Exercise prompt |
Convert the records below into a Markdown table with two columns, Row and Record: number each row, put each record line in the Record column, and omit any blank lines.

Supplied data |

## begin

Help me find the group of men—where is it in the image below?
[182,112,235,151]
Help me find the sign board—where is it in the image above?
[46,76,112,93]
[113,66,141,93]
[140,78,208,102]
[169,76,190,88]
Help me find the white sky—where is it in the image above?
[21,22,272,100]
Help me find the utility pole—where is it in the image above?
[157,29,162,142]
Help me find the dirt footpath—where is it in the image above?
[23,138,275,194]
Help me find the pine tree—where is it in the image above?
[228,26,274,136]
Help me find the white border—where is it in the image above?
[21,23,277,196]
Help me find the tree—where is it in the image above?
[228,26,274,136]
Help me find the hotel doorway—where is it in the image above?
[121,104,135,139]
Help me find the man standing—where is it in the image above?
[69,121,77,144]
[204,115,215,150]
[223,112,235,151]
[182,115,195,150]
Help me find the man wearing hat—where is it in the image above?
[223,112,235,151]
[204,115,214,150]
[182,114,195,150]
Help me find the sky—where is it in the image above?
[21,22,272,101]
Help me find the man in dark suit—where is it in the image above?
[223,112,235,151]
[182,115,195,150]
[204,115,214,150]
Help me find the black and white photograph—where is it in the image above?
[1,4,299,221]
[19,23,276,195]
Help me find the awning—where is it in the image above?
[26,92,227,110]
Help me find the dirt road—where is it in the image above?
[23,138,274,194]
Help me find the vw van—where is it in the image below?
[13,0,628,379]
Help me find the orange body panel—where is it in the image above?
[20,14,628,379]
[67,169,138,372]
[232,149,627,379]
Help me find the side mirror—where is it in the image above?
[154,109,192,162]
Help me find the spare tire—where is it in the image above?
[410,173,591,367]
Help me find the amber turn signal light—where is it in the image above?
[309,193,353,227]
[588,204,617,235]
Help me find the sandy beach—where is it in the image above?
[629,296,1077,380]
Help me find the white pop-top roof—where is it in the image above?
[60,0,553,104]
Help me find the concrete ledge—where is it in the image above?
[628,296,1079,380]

## end

Response |
| Row | Record |
|---|---|
| 1 | Help me find the group of men—where is it in the image below? |
| 2 | [182,112,235,151] |
| 3 | Help me find the sign board—where is it in the image above? |
| 4 | [46,76,112,93] |
| 5 | [113,66,141,93] |
| 6 | [140,78,208,102] |
| 7 | [169,76,190,88] |
| 8 | Help me find the white sky—where is it in the image above? |
| 9 | [21,22,272,100] |
| 10 | Help me find the utility pole—where is it in the image above? |
| 11 | [157,29,162,142] |
| 12 | Help me find the dirt footpath—where is it in the image above? |
| 13 | [23,138,275,194] |
| 14 | Help me find the pine tree—where is it in the image above? |
| 15 | [228,26,274,136] |
| 16 | Help me find the white border—where is it in the image above? |
| 17 | [21,23,277,196] |
| 18 | Help me find the tree—where is it in the image above? |
| 19 | [228,26,274,136] |
| 20 | Help me find the hotel doorway—where is it in the image above? |
| 21 | [121,104,135,139] |
| 22 | Help me find the man standing—where is it in the image above? |
| 23 | [69,121,77,144] |
| 24 | [204,115,215,150] |
| 25 | [223,112,235,151] |
| 26 | [182,115,195,150] |
| 27 | Help me find the man wearing hat—where is it in the image above? |
| 28 | [223,112,235,151] |
| 29 | [204,115,214,150] |
| 30 | [182,114,195,150] |
| 31 | Help me find the sky—where is it in the image above? |
| 32 | [21,22,272,101] |
| 33 | Help me find the man in dark suit—where is it in the image above? |
| 34 | [223,112,235,151] |
| 35 | [182,115,195,150] |
| 36 | [204,115,214,150] |
| 37 | Help me find the black and white photograph—where is it in the image above? |
| 38 | [1,4,299,221] |
| 39 | [19,23,276,195] |
| 40 | Help me find the awning—where is it in the image above? |
| 41 | [26,92,227,110] |
| 42 | Help me find the dirt road—where is it in the image above? |
| 43 | [23,138,274,194] |
| 44 | Help me find the vw van—where is it in the image below? |
| 45 | [13,0,628,379] |
| 46 | Help me find the orange body panel—where is it in the image above? |
| 47 | [20,14,628,379] |
| 48 | [67,169,138,372] |
| 49 | [232,149,627,379] |
| 50 | Help me find the side mirror—where is it in the image above? |
| 51 | [154,109,192,162] |
| 52 | Help me find the spare tire—where is it in the image above? |
| 53 | [410,173,591,367] |
| 54 | Help me find the amber turn signal light—where is it in the image above? |
| 55 | [309,193,353,227] |
| 56 | [588,204,617,235] |
| 57 | Help me find the sandy beach—where is it in the image above? |
| 58 | [629,296,1077,380] |
| 59 | Help me find the white pop-top roof—where is it in the image above? |
| 60 | [60,0,553,104] |
| 61 | Help me find the concrete ledge—where is it in the image above? |
| 62 | [628,296,1079,380] |